◆ VOTRE CONSIGNE ◆
D'après le texte sur la méthode des effets, pourquoi la bonne qualité des informations générales est-elle essentielle ?

4. Informations nécessaires pour l’application de la méthode des effets

L’information nécessaire pour appliquer la méthode des effets à un projet a été signalée tout au long des paragraphes précédents, soit qu’il s’agisse de l’évaluation ponctuelle d’un seul projet, soit qu’il s’agisse d’évaluations systématiques de projets pour établir une programmation dans le cadre de l’élaboration d’un Plan.
Ce chapitre présente une récapitulation de ces informations nécessaires au niveau du projet tout d’abord (informations à dominante « micro-économique »), puis au niveau de l’économie dans laquelle le projet vient s’insérer (informations à dominante « macro-économique » et « méso-économique »), et ceci dans le cas d’une évaluation isolée et dans le cas d’évaluations systématiques.

4.1 Informations nécessaires au niveau du projet

On peut distinguer, un peu artificiellement cependant, les informations générales nécessaires en tout état de cause, quel que soit le type d’évaluation à laquelle on procède (évaluations financières, ou par les effets, ou par les prix de référence), des informations nécessaires spécifiquement à l’application de la méthode des effets.

Informations générales nécessaires

La bonne qualité de ces informations est essentielle : sans elle, tout l’exercice suivant d’évaluation économique est sans signification. Il convient donc de contrôler et de vérifier toutes ces informations, autant que faire se peut.

◆ EXTRAITS DE DONNÉES ◆
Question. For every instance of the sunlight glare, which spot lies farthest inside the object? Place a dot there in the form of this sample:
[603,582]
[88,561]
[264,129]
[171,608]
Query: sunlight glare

...

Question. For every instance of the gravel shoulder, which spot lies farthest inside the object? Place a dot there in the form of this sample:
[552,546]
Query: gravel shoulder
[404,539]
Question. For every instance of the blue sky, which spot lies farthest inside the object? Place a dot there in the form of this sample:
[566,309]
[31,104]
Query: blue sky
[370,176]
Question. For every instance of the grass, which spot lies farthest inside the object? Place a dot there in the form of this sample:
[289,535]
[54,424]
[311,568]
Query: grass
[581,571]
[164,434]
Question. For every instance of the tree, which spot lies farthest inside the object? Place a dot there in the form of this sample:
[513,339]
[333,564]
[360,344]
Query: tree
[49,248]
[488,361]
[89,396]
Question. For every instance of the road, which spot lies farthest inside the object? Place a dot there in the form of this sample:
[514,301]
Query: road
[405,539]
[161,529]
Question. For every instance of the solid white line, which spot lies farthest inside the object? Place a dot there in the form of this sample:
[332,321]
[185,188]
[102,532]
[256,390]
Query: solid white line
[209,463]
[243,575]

--

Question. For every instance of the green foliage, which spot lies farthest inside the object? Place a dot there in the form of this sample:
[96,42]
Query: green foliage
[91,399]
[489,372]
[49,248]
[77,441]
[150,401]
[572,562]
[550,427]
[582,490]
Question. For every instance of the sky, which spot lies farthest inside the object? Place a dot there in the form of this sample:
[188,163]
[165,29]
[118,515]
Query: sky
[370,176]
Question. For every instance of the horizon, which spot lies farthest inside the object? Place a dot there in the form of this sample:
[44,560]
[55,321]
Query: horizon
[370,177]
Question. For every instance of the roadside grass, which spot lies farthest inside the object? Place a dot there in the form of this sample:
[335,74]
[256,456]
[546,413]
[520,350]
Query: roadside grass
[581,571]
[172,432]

◆ RÉSULTAT ATTENDU ◆
Sans elle, tout l'exercice suivant d'évaluation économique est sans signification.